ENTRIES PROVIDED.
□ □ □ □ □ □ □

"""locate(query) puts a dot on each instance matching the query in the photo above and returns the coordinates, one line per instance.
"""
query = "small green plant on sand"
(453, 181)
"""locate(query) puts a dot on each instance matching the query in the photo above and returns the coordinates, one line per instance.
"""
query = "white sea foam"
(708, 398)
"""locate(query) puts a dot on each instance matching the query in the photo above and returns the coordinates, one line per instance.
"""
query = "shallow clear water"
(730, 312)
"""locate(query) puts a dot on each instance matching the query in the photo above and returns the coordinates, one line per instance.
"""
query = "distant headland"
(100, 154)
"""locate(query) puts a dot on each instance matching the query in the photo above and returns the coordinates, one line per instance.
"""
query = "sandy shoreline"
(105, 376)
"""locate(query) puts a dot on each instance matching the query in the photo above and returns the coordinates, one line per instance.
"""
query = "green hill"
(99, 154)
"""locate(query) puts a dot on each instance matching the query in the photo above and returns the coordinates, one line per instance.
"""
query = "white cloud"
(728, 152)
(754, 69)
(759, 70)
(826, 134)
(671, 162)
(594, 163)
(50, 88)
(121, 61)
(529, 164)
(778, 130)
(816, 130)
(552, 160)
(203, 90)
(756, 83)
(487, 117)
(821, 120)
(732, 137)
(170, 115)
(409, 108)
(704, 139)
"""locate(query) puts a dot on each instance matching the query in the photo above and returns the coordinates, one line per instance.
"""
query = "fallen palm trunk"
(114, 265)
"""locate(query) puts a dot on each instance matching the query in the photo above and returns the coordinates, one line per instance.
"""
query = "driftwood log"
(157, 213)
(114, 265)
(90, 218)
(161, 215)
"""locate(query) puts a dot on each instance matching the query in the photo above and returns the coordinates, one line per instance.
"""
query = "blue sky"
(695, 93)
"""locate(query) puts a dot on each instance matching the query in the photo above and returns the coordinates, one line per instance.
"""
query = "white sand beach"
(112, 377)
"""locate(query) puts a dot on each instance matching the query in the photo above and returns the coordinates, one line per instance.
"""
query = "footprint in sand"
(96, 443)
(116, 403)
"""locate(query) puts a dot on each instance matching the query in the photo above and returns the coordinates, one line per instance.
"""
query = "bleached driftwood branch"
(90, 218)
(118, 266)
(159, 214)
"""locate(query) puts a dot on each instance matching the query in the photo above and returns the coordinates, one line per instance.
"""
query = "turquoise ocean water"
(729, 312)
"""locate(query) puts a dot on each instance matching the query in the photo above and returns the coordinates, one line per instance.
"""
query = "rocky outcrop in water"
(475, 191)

□ □ □ □ □ □ □

REQUIRED WORK. Repeat each entry word for word.

ANSWER FOR THE TASK.
"""locate(query) puts a dot on each instance matching the query in the photo above and returns the coordinates, one line per instance.
"""
query = "small green plant on sand"
(453, 181)
"""locate(query) puts a dot on each instance matching the query in the photo above and returns the coordinates, one line per instance.
"""
query = "white sea foam"
(708, 398)
"""locate(query) puts a dot on each instance matching the query in the photo above and returns the coordinates, one line per instance.
"""
query = "shallow clear water"
(730, 312)
"""locate(query) puts a dot on each instance matching the query in the photo above and returns the coordinates, one line per instance.
"""
query = "distant headland"
(100, 154)
"""locate(query) puts a dot on each instance matching the query in the photo above and returns the coordinates, one line per instance.
"""
query = "sandy shoreline"
(105, 376)
"""locate(query) puts a dot on each instance matching the query in the photo above and returns the coordinates, one line per instance.
"""
query = "green hill"
(99, 154)
"""locate(query) puts a dot on each instance matching the query in the photo above and returns the coordinates, one line per instance.
"""
query = "white cloud"
(728, 152)
(754, 69)
(759, 70)
(826, 134)
(671, 162)
(594, 163)
(50, 88)
(121, 61)
(529, 164)
(778, 130)
(816, 130)
(552, 160)
(203, 90)
(756, 83)
(487, 117)
(821, 120)
(732, 137)
(170, 115)
(409, 108)
(704, 139)
"""locate(query) puts a dot on each instance matching the query in the photo above and returns the coordinates, one line per instance.
"""
query = "fallen palm trunk"
(114, 265)
"""locate(query) puts a dot on each instance matching the query in the photo above and returns the coordinates, one line per instance.
"""
query = "driftwood log"
(157, 213)
(114, 265)
(90, 218)
(161, 215)
"""locate(query) puts a dot on each instance matching the query in the photo above and returns the coordinates, one line per instance.
"""
query = "blue sky"
(695, 93)
"""locate(query) puts a dot on each instance matching the query in the photo above and returns the coordinates, one line per instance.
"""
query = "white sand beach"
(112, 377)
"""locate(query) puts a dot on each instance matching the query in the photo above and returns the coordinates, one line per instance.
"""
query = "footprint in sand"
(96, 443)
(116, 403)
"""locate(query) puts a dot on each instance matching the query in the photo above and returns the coordinates, one line per instance.
"""
query = "bleached driftwood branch"
(90, 218)
(118, 266)
(159, 214)
"""locate(query) puts a dot on each instance matching the query in the photo above and returns the coordinates, one line per instance.
"""
query = "turquoise ocean water"
(729, 312)
"""locate(query) puts a dot on each instance matching the query in the photo above and returns the coordinates, one line per instance.
"""
query = "rocky outcrop in water"
(475, 191)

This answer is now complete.